■ HOW TO COMPLETE THIS TASK
Start to finish, return the listing below exactly, pictures excluded.

=== Begin Enclosure ===

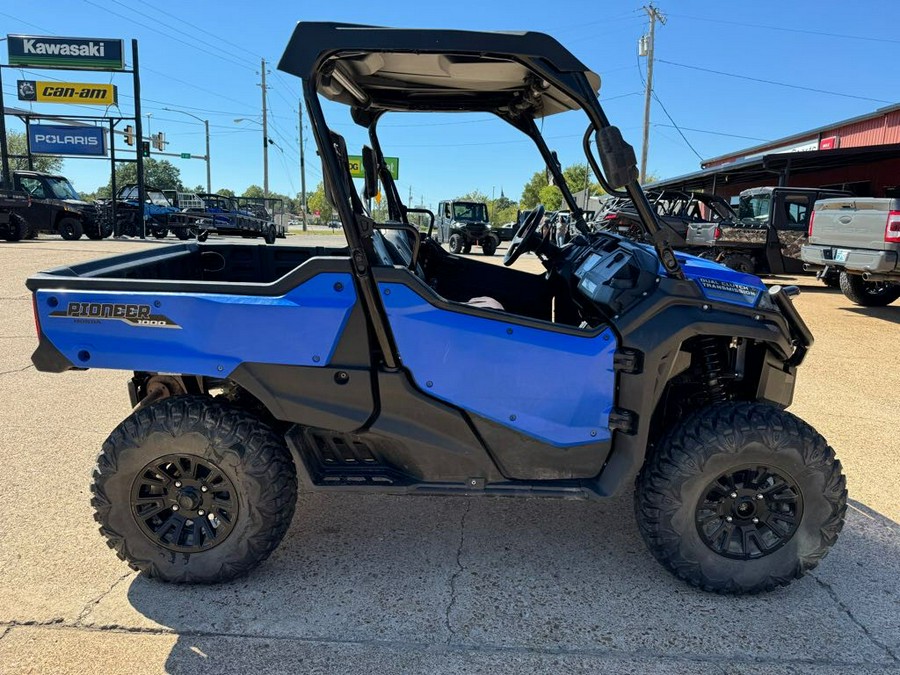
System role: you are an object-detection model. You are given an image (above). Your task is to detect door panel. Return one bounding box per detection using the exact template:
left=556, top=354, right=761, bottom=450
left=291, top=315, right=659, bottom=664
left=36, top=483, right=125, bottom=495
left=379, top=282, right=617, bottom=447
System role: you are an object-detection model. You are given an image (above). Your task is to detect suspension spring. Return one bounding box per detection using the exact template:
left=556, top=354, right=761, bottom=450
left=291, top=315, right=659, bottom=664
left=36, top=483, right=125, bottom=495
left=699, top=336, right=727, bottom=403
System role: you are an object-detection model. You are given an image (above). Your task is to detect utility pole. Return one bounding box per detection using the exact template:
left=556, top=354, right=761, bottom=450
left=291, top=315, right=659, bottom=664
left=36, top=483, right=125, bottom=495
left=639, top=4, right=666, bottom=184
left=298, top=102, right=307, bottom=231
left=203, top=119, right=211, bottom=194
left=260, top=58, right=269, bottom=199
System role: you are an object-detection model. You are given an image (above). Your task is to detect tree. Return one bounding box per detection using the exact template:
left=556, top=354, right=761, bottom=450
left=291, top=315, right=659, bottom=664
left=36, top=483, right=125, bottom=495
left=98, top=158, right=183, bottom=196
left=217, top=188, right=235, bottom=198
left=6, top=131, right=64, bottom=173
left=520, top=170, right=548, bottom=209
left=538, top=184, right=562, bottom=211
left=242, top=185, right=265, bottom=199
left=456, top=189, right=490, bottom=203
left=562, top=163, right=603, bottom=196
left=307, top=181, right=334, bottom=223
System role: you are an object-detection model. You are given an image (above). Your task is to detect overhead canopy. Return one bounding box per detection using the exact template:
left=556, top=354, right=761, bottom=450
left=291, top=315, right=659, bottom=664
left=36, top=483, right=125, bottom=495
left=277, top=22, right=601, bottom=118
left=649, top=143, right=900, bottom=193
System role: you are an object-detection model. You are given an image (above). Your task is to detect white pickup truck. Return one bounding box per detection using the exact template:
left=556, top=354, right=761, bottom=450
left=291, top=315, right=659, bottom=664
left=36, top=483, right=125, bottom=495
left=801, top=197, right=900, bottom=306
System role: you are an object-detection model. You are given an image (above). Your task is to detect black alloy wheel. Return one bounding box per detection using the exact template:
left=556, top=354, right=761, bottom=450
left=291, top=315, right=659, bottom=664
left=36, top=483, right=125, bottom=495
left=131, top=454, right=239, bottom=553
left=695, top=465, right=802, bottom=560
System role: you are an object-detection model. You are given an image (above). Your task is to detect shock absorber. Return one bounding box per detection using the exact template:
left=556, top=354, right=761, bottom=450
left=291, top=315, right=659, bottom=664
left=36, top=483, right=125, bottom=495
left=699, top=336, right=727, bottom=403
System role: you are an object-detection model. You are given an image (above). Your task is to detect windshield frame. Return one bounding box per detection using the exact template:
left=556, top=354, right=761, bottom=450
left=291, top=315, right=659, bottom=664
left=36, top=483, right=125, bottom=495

=== End Enclosure ===

■ ANSWER BOX
System role: you are an object-detection model. You are given an image (above). Your task is to detect door panel. Return one bounding box per detection using the exact template:
left=556, top=354, right=761, bottom=450
left=291, top=315, right=659, bottom=664
left=36, top=483, right=125, bottom=495
left=379, top=282, right=617, bottom=447
System role: you are an object-detection model. You are given an image (above). Your task is to detect suspension spring. Return one bounding box per detection using the exact template:
left=556, top=354, right=761, bottom=450
left=291, top=315, right=659, bottom=664
left=36, top=483, right=125, bottom=495
left=699, top=336, right=727, bottom=403
System role: you are an object-detection model. You are given an image (above). Your task is to detect utility pole. Return one bounding box per detection using the exact template:
left=556, top=354, right=761, bottom=450
left=291, top=315, right=659, bottom=664
left=36, top=483, right=125, bottom=495
left=639, top=4, right=666, bottom=184
left=298, top=102, right=307, bottom=231
left=203, top=119, right=211, bottom=194
left=260, top=58, right=269, bottom=199
System role: you are an object-detection model. You are given an image (above). Your task is to detect tree. Return one bounding box per detection using the exact template:
left=556, top=354, right=761, bottom=450
left=291, top=315, right=659, bottom=664
left=36, top=483, right=125, bottom=495
left=98, top=158, right=183, bottom=196
left=217, top=188, right=235, bottom=198
left=6, top=131, right=64, bottom=173
left=520, top=170, right=548, bottom=209
left=538, top=184, right=562, bottom=211
left=242, top=185, right=265, bottom=199
left=456, top=189, right=490, bottom=203
left=562, top=163, right=603, bottom=196
left=307, top=181, right=334, bottom=223
System role: you are an object-detection model. You are given an image (above). Your task is to detect overhead canopy. Return one bounding box per detection using the exact template:
left=556, top=354, right=761, bottom=450
left=291, top=315, right=659, bottom=664
left=36, top=483, right=125, bottom=495
left=277, top=22, right=601, bottom=118
left=649, top=143, right=900, bottom=193
System role: you are an object-detection model. You are given an image (above). Your task is to detect white pickup truck. Return one bounding box per detection using the exact template:
left=556, top=354, right=761, bottom=450
left=291, top=315, right=659, bottom=664
left=36, top=483, right=125, bottom=495
left=801, top=197, right=900, bottom=306
System role: you are an object-detection model. You are given an image (above). Your task is to detect black alloy wheel. Return one bounding box per detection using the exact template:
left=556, top=354, right=761, bottom=450
left=291, top=315, right=659, bottom=664
left=36, top=483, right=125, bottom=495
left=131, top=454, right=239, bottom=553
left=695, top=465, right=802, bottom=560
System role: you are an object-detection model. You are given an image (above). Your task is to detect shock absorber. Return one bounding box per detection using the exact template:
left=556, top=354, right=761, bottom=450
left=291, top=315, right=659, bottom=664
left=36, top=483, right=125, bottom=495
left=699, top=336, right=727, bottom=403
System role: you are an object-detection model. You are given an image (above). Your task is to detect windshield frame. Return one bounding box per detection using the exact template:
left=556, top=354, right=761, bottom=450
left=291, top=315, right=659, bottom=664
left=36, top=483, right=125, bottom=495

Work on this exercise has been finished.